**SELECTED TEXT:**
********

Selena Gomez’s ‘Revival’ Album: Review Revue

Bianca Gracie | October 9, 2015 12:29 pm
Selena Gomez's 'Revival': Album Review
Read our thoughts on the singer's career-defining gem.

Selena Gomez‘s new Revival album — which is officially out today (October 9) — finds the pop starlet shedding her cutest Disney image and coming into her own as a more mature artist with her own voice. With songs like “Good For You” and “Same Old Love,” Gomez is showing a vulnerable side that was once hidden.

In our review, we gave it a 4 out of 5: “It’s an immaculately curated collection that showcases the 23-year-old’s ability to genre-hop and experiment, while staying true to herself.”

So how do music industry critics feel about Selena Gomez’s latest musical effort? Read what they had to say down below!

:: Entertainment Weekly scored it with a B+: “On her fifth album Gomez goes for mood-setting, and the result is a gripping batch of sultry pop jams that are more ‘Netflix and chill,’ less ‘Let’s hit the clurb.’ Since her 2009 debut Gomez, now 23, hasn’t always come across as a powerhouse singer, so she’s wise to team up with studio pros like Stargate and Rock Mafia, whose glossy, insanely catchy production (a whistled hook here, a cool, pitter-pattering groove there) keeps Revival from becoming a bore.”

:: ABC News were fans: “Sophomore albums are notoriously tricky propositions, but Selena Gomez’s second solo venture, ‘Revival,’ breezes through to the finish line — the dance floor —with 11 nearly impeccable tracks that skip from the 1960s to the ’80s to right this minute.”

********

**SOURCE DATA:**
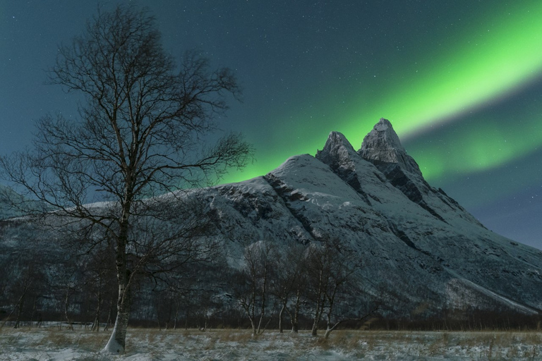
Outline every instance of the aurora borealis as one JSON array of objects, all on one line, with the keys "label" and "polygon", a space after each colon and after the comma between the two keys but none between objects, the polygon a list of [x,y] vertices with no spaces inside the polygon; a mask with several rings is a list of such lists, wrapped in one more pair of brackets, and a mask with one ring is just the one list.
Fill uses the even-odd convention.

********

**OBJECTIVE 1:** According to the album review, what grade did Entertainment Weekly give Revival?
**OBJECTIVE 2:** Please retype a passage of the album review, beginning at the words "Selena Gomez’s ‘Revival’" and stopping after "singer's career-defining gem.".

**PROBLEM SOLUTION 1:** A B+.

**PROBLEM SOLUTION 2:**
Selena Gomez’s ‘Revival’ Album: Review Revue

Bianca Gracie | October 9, 2015 12:29 pm
Selena Gomez's 'Revival': Album Review
Read our thoughts on the singer's career-defining gem.